● Exercise goal:
Once the line containing "positive clicks: (2, 134) (10, 129)" is found in the records below, return it and each following line exactly, up to and including the line containing "negative clicks: (33, 102) (62, 197)", and nothing else.

══════════════════════════════

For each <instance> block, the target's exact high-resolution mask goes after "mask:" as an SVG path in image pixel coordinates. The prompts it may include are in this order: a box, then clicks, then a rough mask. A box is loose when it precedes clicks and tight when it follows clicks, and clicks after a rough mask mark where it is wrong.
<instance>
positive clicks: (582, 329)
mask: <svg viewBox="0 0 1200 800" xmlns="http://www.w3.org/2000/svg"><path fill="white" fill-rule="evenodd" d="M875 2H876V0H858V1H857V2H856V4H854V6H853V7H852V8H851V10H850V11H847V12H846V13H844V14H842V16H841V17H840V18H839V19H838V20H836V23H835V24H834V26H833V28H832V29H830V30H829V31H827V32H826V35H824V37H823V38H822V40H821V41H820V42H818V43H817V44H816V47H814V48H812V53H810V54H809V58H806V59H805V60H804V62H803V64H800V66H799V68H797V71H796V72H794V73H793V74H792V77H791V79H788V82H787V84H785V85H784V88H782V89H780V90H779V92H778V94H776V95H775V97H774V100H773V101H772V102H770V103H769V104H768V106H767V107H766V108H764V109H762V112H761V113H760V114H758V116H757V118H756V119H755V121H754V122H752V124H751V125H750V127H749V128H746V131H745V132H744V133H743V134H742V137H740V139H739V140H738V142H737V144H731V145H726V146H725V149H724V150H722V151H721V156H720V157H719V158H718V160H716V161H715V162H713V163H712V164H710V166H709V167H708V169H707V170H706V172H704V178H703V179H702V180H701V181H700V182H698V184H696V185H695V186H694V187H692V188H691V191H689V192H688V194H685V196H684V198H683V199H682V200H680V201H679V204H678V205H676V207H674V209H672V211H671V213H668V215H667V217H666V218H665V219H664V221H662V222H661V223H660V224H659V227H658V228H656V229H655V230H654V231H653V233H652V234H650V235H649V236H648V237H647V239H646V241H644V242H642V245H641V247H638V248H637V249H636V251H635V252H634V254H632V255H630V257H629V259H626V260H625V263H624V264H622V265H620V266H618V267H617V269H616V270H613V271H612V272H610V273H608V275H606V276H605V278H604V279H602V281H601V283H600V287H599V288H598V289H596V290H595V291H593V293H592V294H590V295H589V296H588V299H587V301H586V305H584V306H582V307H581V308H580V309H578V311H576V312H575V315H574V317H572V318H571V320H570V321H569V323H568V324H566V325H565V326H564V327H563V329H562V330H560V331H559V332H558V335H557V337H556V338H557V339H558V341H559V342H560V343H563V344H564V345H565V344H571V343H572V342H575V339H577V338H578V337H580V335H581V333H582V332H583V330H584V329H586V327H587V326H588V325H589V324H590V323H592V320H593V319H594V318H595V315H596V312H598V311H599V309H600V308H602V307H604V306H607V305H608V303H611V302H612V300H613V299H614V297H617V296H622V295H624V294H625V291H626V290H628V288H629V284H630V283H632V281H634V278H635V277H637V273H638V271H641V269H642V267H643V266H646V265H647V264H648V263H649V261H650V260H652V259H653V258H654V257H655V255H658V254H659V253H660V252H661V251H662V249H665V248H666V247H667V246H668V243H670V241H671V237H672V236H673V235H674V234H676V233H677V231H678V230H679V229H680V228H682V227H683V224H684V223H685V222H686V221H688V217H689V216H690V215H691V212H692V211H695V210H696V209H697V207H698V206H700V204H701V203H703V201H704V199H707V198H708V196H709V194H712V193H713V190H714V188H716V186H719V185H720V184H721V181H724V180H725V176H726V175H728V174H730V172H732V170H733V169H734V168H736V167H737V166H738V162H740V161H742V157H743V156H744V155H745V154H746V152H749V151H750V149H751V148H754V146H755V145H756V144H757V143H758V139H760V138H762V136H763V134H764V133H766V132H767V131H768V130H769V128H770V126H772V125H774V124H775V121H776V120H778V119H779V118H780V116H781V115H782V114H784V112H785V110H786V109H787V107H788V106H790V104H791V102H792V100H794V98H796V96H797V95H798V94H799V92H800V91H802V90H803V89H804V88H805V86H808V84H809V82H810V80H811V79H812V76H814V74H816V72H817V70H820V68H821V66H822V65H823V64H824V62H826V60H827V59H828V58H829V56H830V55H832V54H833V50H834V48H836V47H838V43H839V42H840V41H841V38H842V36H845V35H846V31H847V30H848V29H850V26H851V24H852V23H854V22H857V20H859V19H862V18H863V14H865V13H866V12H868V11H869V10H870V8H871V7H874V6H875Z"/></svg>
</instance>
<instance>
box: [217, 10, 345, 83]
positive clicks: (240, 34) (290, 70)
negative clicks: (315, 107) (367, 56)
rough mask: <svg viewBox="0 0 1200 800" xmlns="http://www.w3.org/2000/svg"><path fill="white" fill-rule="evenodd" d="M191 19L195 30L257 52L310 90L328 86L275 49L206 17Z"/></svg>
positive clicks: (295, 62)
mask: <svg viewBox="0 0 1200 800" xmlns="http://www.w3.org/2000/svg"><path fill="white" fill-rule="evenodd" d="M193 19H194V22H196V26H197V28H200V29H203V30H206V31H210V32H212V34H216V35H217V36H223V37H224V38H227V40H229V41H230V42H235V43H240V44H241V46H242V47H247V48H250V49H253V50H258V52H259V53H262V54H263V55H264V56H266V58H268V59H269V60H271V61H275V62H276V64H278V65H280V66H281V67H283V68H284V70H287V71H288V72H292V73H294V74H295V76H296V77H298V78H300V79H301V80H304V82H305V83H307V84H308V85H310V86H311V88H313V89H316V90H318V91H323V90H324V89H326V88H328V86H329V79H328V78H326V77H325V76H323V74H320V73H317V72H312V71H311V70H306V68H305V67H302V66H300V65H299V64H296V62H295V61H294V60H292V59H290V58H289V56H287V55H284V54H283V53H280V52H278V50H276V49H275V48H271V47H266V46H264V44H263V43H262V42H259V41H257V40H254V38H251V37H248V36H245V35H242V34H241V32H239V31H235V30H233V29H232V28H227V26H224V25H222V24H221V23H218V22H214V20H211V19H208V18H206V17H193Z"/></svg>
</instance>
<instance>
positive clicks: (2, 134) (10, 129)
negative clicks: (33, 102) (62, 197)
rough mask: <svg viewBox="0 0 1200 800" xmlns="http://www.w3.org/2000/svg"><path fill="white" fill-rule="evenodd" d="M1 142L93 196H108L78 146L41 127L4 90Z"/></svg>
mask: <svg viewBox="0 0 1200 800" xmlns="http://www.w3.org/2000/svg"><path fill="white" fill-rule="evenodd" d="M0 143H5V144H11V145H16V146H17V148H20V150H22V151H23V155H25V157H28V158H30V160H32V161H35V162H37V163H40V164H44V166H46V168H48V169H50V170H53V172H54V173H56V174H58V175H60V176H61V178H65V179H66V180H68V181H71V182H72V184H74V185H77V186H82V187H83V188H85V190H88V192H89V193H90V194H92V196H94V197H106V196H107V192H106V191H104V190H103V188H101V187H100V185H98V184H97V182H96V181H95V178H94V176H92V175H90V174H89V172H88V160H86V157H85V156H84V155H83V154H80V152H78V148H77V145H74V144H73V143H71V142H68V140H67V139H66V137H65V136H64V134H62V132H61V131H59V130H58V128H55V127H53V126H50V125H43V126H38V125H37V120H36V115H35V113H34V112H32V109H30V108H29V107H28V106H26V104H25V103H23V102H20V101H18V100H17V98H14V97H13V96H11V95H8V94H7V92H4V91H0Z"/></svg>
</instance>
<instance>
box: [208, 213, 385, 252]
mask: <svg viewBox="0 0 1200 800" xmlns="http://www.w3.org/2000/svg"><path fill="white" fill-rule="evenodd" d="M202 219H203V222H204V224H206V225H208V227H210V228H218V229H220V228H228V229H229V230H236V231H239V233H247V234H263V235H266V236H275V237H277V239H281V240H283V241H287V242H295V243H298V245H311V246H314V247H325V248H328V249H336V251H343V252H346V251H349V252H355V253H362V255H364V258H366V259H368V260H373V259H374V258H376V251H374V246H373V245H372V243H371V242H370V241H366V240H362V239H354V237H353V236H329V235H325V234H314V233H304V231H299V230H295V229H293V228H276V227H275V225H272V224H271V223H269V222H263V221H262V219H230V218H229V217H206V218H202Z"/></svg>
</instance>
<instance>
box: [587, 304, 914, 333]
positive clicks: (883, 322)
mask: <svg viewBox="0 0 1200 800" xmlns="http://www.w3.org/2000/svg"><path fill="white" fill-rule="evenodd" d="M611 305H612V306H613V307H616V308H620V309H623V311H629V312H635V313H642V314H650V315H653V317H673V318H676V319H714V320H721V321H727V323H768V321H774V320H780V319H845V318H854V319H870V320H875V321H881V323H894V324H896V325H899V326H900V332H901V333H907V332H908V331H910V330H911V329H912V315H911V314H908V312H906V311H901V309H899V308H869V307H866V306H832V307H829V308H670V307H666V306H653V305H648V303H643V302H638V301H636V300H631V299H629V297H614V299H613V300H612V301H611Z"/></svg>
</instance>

══════════════════════════════

● Task solution:
positive clicks: (2, 134) (10, 129)
negative clicks: (33, 102) (62, 197)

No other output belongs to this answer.